-- TEXT --
■ ■ ■
By Chris Maina
“They still want us to cry after election”. I got this short text the other day as I pensively sat in a matatu back from ‘work’, or should I say ‘daily hassle’.
My friend was informing me about about reports spreading on social media that CORD leader Raila Odinga had acquired new ‘machines that will make Uhuru/Ruto convoy look like a child’s play.
He went ahead to inform me that he (Odinga) will be beginning a meet-the-people tour in the new toys. He will head to Kisii, then take a u-turn to Kisumu and Western provinces.
According to my friend; the reports showed that Odinga has a new fleet of 5 sleek SUV Mercedes Benz ML class custom-made with powerful in-built public address system. Let me believe the ‘reports’ for now.
Ostensibly, these assemblages are tools for 2017, when the CORD leader will again take head-on the ‘dynamic duo’ currently solving their personal challenges using the veneer of state-power. I will maintain here again: Uhuruto was a mistake! Yet they are raring to go 20 years!
■ ■ ■
-- DATA SHOWN --
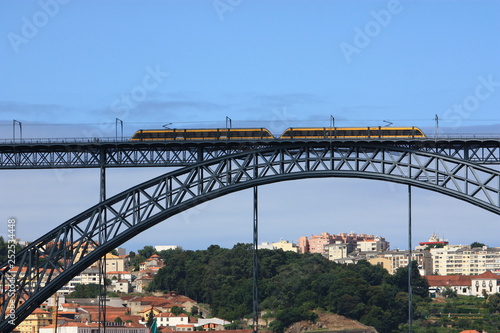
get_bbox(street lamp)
[115,118,123,141]
[12,119,23,141]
■ ■ ■
-- WRITTEN TASK 1 --
Translate the sentence "Let me believe the ‘reports’ for now." from the column about Raila Odinga's new vehicles into Spanish.
-- WRITTEN TASK 2 --
Quote everything in the column about Raila Odinga's new vehicles from "Ostensibly, these assemblages" down to "go 20 years!".

-- FINAL ANSWER 1 --
Permítanme creer los ‘informes’ por ahora.

-- FINAL ANSWER 2 --
Ostensibly, these assemblages are tools for 2017, when the CORD leader will again take head-on the ‘dynamic duo’ currently solving their personal challenges using the veneer of state-power. I will maintain here again: Uhuruto was a mistake! Yet they are raring to go 20 years!